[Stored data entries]
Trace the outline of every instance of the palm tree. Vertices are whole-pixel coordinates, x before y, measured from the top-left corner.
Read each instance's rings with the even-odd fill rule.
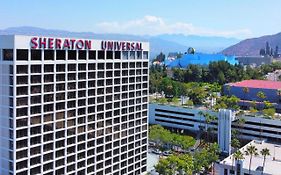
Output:
[[[239,117],[238,121],[237,121],[237,124],[238,124],[238,127],[239,127],[239,138],[241,139],[241,130],[243,129],[244,125],[246,123],[246,120],[245,118],[242,118],[242,117]]]
[[[266,95],[264,94],[264,92],[259,91],[257,93],[257,97],[260,99],[260,102],[263,102],[263,100],[266,98]],[[261,107],[262,107],[262,104],[261,104]]]
[[[238,150],[233,154],[233,159],[235,161],[243,160],[243,159],[245,159],[244,154],[240,150]],[[232,162],[232,170],[233,170],[233,162]]]
[[[203,111],[199,111],[198,114],[199,114],[200,116],[205,117],[205,131],[206,131],[206,134],[207,134],[206,140],[209,141],[209,132],[211,132],[211,129],[209,128],[209,124],[210,124],[212,121],[216,120],[217,117],[214,116],[214,115],[210,115],[209,113],[203,112]]]
[[[278,102],[280,103],[281,89],[278,89],[278,90],[277,90],[277,95],[278,95],[278,97],[279,97]]]
[[[258,149],[254,145],[249,145],[246,148],[245,154],[250,156],[250,164],[249,164],[249,174],[251,174],[251,165],[253,156],[259,155]]]
[[[201,144],[201,141],[202,141],[202,138],[201,138],[201,136],[202,136],[202,126],[201,126],[201,116],[204,116],[205,115],[205,113],[203,112],[203,111],[199,111],[198,112],[198,115],[200,115],[200,125],[199,125],[199,140],[200,140],[200,144]]]
[[[237,148],[240,147],[240,142],[239,142],[239,140],[238,140],[237,138],[232,139],[232,140],[231,140],[231,146],[234,148],[234,152],[236,153]],[[233,171],[233,169],[234,169],[233,164],[234,164],[234,155],[232,156],[232,171]]]
[[[268,148],[263,148],[260,151],[260,154],[263,156],[263,165],[262,165],[262,174],[263,174],[266,156],[270,156],[269,149]]]
[[[250,90],[248,87],[243,87],[243,92],[244,92],[243,106],[245,106],[246,95],[249,93],[249,91]]]
[[[225,89],[227,91],[227,96],[230,96],[230,90],[231,90],[231,86],[230,85],[226,85]]]
[[[234,148],[234,152],[240,147],[240,141],[237,138],[231,140],[231,146]]]
[[[214,120],[216,120],[216,116],[214,116],[214,115],[210,115],[210,114],[208,114],[208,113],[204,113],[204,115],[203,115],[204,117],[205,117],[205,128],[206,128],[206,133],[207,133],[207,141],[209,142],[210,140],[209,140],[209,135],[210,135],[210,133],[212,132],[211,130],[211,128],[209,127],[209,124],[212,122],[212,121],[214,121]]]

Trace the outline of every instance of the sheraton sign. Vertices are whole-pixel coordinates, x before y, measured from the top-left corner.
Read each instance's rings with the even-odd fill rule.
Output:
[[[94,44],[93,40],[87,39],[61,39],[48,37],[32,37],[30,40],[30,47],[32,49],[68,49],[68,50],[91,50]],[[96,49],[110,50],[110,51],[141,51],[141,42],[124,42],[124,41],[99,41],[100,46]]]
[[[31,38],[32,49],[91,49],[91,40],[59,39],[59,38]]]

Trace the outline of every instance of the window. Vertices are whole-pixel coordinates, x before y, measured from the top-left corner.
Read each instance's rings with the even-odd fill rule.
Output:
[[[115,51],[115,59],[121,59],[121,52],[120,51]]]
[[[17,49],[17,60],[28,60],[28,50],[27,49]]]
[[[3,49],[4,61],[13,61],[13,58],[14,58],[13,49]]]
[[[224,169],[224,175],[227,175],[228,174],[228,170],[227,169]]]
[[[34,49],[31,50],[31,60],[39,60],[40,61],[41,56],[42,56],[41,50],[34,50]]]
[[[137,51],[137,59],[142,59],[142,53],[141,53],[141,51]]]
[[[135,52],[134,51],[130,51],[130,59],[135,59]]]
[[[45,65],[44,72],[54,72],[54,65]]]
[[[44,51],[44,60],[54,60],[54,51],[53,50],[45,50]]]
[[[31,73],[41,73],[41,65],[31,65]]]
[[[104,51],[102,51],[102,50],[98,51],[98,59],[99,60],[104,60]]]
[[[128,51],[123,51],[122,52],[122,59],[127,60],[128,59]]]
[[[76,50],[68,51],[68,60],[76,60]]]
[[[57,64],[56,71],[57,72],[65,72],[65,65],[64,64]]]
[[[96,51],[89,51],[89,60],[96,59]]]
[[[65,50],[56,50],[57,60],[65,60]]]
[[[113,51],[106,51],[106,59],[107,60],[113,59]]]
[[[79,60],[86,60],[87,53],[85,50],[79,50],[78,51],[78,59]]]
[[[17,65],[17,74],[27,74],[28,66],[27,65]]]
[[[143,59],[148,59],[148,52],[147,51],[143,52]]]

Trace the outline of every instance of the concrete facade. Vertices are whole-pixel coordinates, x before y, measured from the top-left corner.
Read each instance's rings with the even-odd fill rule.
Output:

* [Task prompt]:
Return every entry above word for word, leaving pictures out.

* [Your solution]:
Trace the outline of every instance of the palm tree. Vertices are whole-pixel coordinates, x before y, measured from the top-left corner.
Read each instance's rings with the even-odd fill rule.
Output:
[[[239,117],[238,121],[237,121],[237,124],[238,124],[238,127],[239,127],[239,138],[241,139],[241,130],[243,129],[244,125],[246,123],[246,120],[245,118],[242,118],[242,117]]]
[[[266,95],[264,94],[264,92],[259,91],[257,93],[257,97],[260,99],[260,102],[263,102],[263,100],[266,98]],[[261,107],[262,107],[262,104],[261,104]]]
[[[238,150],[233,154],[233,159],[235,161],[243,160],[243,159],[245,159],[244,154],[240,150]],[[232,162],[232,170],[233,170],[233,162]]]
[[[203,111],[199,111],[198,114],[199,114],[200,116],[205,117],[205,131],[206,131],[206,134],[207,134],[206,140],[209,141],[209,132],[211,132],[211,129],[209,128],[209,124],[210,124],[212,121],[216,120],[217,117],[214,116],[214,115],[210,115],[209,113],[203,112]]]
[[[278,102],[280,103],[281,89],[278,89],[278,90],[277,90],[277,95],[278,95],[278,97],[279,97]]]
[[[258,149],[254,145],[249,145],[246,148],[245,154],[250,156],[250,164],[249,164],[249,174],[251,174],[251,165],[253,156],[259,155]]]
[[[201,144],[201,141],[202,141],[202,138],[201,138],[201,136],[202,136],[202,126],[201,126],[201,116],[204,116],[205,115],[205,113],[203,112],[203,111],[199,111],[198,112],[198,115],[200,115],[200,125],[199,125],[199,140],[200,140],[200,144]]]
[[[237,148],[240,147],[240,142],[239,142],[239,140],[238,140],[237,138],[232,139],[232,140],[231,140],[231,146],[234,148],[234,152],[236,153]],[[233,171],[233,169],[234,169],[233,164],[234,164],[234,155],[232,156],[232,171]]]
[[[268,148],[263,148],[260,151],[260,154],[263,156],[263,165],[262,165],[262,174],[263,174],[266,156],[270,156],[269,149]]]
[[[250,90],[248,87],[243,87],[243,92],[244,92],[243,106],[245,106],[246,95],[249,93],[249,91]]]
[[[225,89],[227,91],[227,96],[230,96],[230,90],[231,90],[231,86],[230,85],[226,85]]]
[[[234,148],[234,152],[240,147],[240,141],[237,138],[231,140],[231,146]]]
[[[214,120],[216,120],[216,116],[214,116],[214,115],[210,115],[210,114],[208,114],[208,113],[204,113],[204,115],[203,115],[204,117],[205,117],[205,128],[206,128],[206,133],[207,133],[207,141],[209,142],[210,140],[209,140],[209,135],[210,135],[210,133],[212,132],[211,130],[211,128],[209,127],[209,124],[212,122],[212,121],[214,121]]]

Trace the outline of every instance of the sheraton sign. Vertices are whole-pixel coordinates, x before y, measured from the top-left corner.
Read each instance's rings with the even-odd fill rule.
Output:
[[[94,44],[93,40],[87,39],[61,39],[48,37],[32,37],[30,40],[30,47],[32,49],[68,49],[68,50],[91,50]],[[96,49],[110,50],[110,51],[141,51],[141,42],[124,42],[124,41],[99,41],[100,46]]]
[[[31,38],[32,49],[91,49],[91,40],[59,39],[59,38]]]

Trace the outline of every instance of the window. Vertices are whole-pixel coordinates, x before y, measured from the top-left corner.
Read each instance's rings with the even-odd fill rule.
Output:
[[[115,51],[115,59],[121,59],[121,52],[120,51]]]
[[[17,49],[17,60],[28,60],[28,50],[27,49]]]
[[[3,49],[4,61],[13,61],[13,58],[14,58],[13,49]]]
[[[224,169],[224,175],[227,175],[228,174],[228,170],[227,169]]]
[[[34,49],[31,50],[31,60],[39,60],[40,61],[41,56],[42,56],[41,50],[34,50]]]
[[[137,51],[137,59],[142,59],[142,53],[141,53],[141,51]]]
[[[135,52],[134,51],[130,51],[130,59],[135,59]]]
[[[45,65],[44,72],[54,72],[54,65]]]
[[[44,51],[44,60],[54,60],[54,51],[53,50],[45,50]]]
[[[31,73],[41,73],[41,65],[31,65]]]
[[[104,51],[102,51],[102,50],[98,51],[98,59],[99,60],[104,60]]]
[[[128,51],[123,51],[122,52],[122,59],[127,60],[128,59]]]
[[[76,50],[68,51],[68,60],[76,60]]]
[[[57,64],[56,71],[57,72],[65,72],[65,65],[64,64]]]
[[[96,51],[89,51],[89,60],[96,59]]]
[[[65,50],[56,50],[57,60],[65,60]]]
[[[113,51],[106,51],[106,59],[107,60],[113,59]]]
[[[79,60],[86,60],[87,53],[85,50],[79,50],[78,51],[78,59]]]
[[[17,65],[17,74],[27,74],[28,66],[27,65]]]
[[[143,59],[148,59],[148,52],[147,51],[143,52]]]

Trace the outline of every instance of the concrete facade. Vertices are whole-pixel coordinates, x before y, measured from the top-left corner.
Read each instance's rings with the even-odd fill rule.
Output:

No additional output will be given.